[Task brief]
In the piece on this week's TV procedurals, why does the writer see a problem with the NCIS and CSI: Miami episodes even though their plots seem fine? Answer in one to three sentences.

[Supplied passage]
____________
You're busy and only have time for so many murders per week. So which TV procedurals are actually worth your time? We consulted the plot descriptions for this week's grisliest dramas and, below, offer our best advice on how to manage your viewing schedule.
NCIS (CBS), “ Engaged (Part I)” (Tuesdays at 8 p.m.)
The NCIS team uncovers a discrepancy with DNA remains when investigating the crash of a military plane that had been transporting caskets.
CSI: Miami (CBS), "Dead Ringer" (Sundays at 10 p.m.)
When Horatio finds another corpse with missing eyes, everything points to his nemesis, "The Taunter" — except he has an airtight alibi.
Nothing in particular wrong with the plot lines for either O.G. NCIS or CSI’s sunniest spin-off this week. Promised up top: political intrigue, the skirting of sensitive international affairs, the grim stares of tall men in uniforms. Promised down below: eyes sockets that do not have eyeballs in them. Here’s the problem, then. Neither “Engage” (which is a "Part 1" episode) nor “Dead Ringer” (which references “The Taunter,” a previously established killer) are not standalone episodes. This kind of thing does, unfortunately, happen from time to time with procedurals. But we come here, primarily, for grisly visuals and stories that can be resolved in 42 minutes. Context? Multi-episode arcs? Fleshed-out characters? It’s just not the same.
____________
[Dataset content]
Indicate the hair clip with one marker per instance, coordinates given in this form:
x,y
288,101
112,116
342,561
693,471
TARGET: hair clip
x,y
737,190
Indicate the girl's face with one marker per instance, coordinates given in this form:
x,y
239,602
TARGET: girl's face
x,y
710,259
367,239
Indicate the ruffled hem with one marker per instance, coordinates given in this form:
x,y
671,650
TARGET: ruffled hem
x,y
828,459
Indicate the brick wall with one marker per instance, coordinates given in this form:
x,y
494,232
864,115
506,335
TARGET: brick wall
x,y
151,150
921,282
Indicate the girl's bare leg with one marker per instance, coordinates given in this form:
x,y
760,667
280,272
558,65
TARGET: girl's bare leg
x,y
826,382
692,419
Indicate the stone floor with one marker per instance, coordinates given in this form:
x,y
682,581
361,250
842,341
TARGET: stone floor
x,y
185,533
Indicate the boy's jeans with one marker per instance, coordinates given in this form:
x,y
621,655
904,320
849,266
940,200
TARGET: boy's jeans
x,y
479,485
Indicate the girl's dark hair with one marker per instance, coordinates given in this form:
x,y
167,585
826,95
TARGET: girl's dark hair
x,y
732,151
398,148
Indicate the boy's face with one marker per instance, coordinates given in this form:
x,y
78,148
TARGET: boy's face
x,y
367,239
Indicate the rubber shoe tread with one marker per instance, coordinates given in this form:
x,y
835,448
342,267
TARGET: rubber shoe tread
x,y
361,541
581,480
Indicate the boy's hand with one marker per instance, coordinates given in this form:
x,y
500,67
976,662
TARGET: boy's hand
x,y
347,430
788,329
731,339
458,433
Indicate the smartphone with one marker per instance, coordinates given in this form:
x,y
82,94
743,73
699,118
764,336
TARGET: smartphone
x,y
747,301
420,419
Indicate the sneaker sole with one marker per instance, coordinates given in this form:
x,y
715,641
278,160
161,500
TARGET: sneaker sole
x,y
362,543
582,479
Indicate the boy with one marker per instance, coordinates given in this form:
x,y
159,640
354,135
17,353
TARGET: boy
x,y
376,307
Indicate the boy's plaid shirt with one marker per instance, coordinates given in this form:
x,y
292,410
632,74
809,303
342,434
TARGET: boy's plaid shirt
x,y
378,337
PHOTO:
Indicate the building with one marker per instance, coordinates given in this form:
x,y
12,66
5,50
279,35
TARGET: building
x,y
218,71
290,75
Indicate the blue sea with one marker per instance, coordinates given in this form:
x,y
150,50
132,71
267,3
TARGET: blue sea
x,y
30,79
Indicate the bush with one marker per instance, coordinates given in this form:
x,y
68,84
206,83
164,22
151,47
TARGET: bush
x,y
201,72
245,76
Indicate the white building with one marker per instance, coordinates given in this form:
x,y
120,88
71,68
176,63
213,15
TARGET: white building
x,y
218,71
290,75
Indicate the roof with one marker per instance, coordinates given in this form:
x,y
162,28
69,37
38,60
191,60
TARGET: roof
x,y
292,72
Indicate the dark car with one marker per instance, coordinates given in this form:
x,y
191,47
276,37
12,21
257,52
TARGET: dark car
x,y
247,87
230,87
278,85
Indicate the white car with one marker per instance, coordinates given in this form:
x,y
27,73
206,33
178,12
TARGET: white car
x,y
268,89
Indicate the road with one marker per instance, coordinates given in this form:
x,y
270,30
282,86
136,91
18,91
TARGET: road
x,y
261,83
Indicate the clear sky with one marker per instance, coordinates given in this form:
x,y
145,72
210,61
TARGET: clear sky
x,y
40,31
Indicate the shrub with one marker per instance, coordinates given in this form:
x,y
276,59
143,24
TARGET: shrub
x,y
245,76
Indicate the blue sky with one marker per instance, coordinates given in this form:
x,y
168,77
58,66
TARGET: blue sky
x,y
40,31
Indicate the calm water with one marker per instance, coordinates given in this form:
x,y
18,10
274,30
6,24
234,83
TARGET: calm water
____________
[Answer below]
Neither episode stands on its own. The NCIS one is a "Part I" episode, and the CSI: Miami one depends on "The Taunter," a killer set up earlier. The writer watches procedurals mainly for grisly visuals and stories that can be resolved in 42 minutes.